# WHAT THE TASK ASKS:
Could you quote the data below line for line, leaving the pictures out?
** BEGIN **
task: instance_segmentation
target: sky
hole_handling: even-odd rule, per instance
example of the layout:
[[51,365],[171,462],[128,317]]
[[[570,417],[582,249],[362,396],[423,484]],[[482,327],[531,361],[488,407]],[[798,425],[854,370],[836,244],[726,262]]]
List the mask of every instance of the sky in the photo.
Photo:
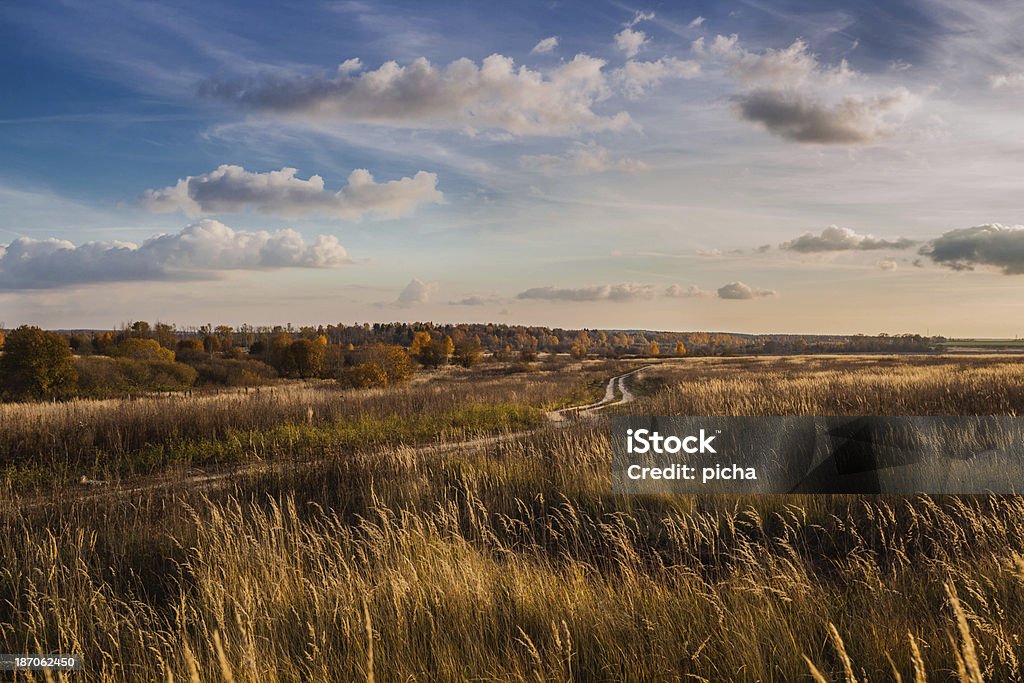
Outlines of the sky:
[[0,6],[0,322],[1024,334],[1024,4]]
** END **
# OUTPUT FOR THIS EXERCISE:
task: instance_segmentation
target: sky
hole_handling: even-odd rule, per instance
example of the layout:
[[51,365],[171,462],[128,317]]
[[[570,417],[582,249],[362,396],[423,484]],[[482,327],[531,361],[488,407]],[[798,425],[854,370],[836,244],[726,262]]]
List the mask of every instance of the sky in the photo.
Photo:
Outlines of the sky:
[[0,6],[0,322],[1024,334],[1024,4]]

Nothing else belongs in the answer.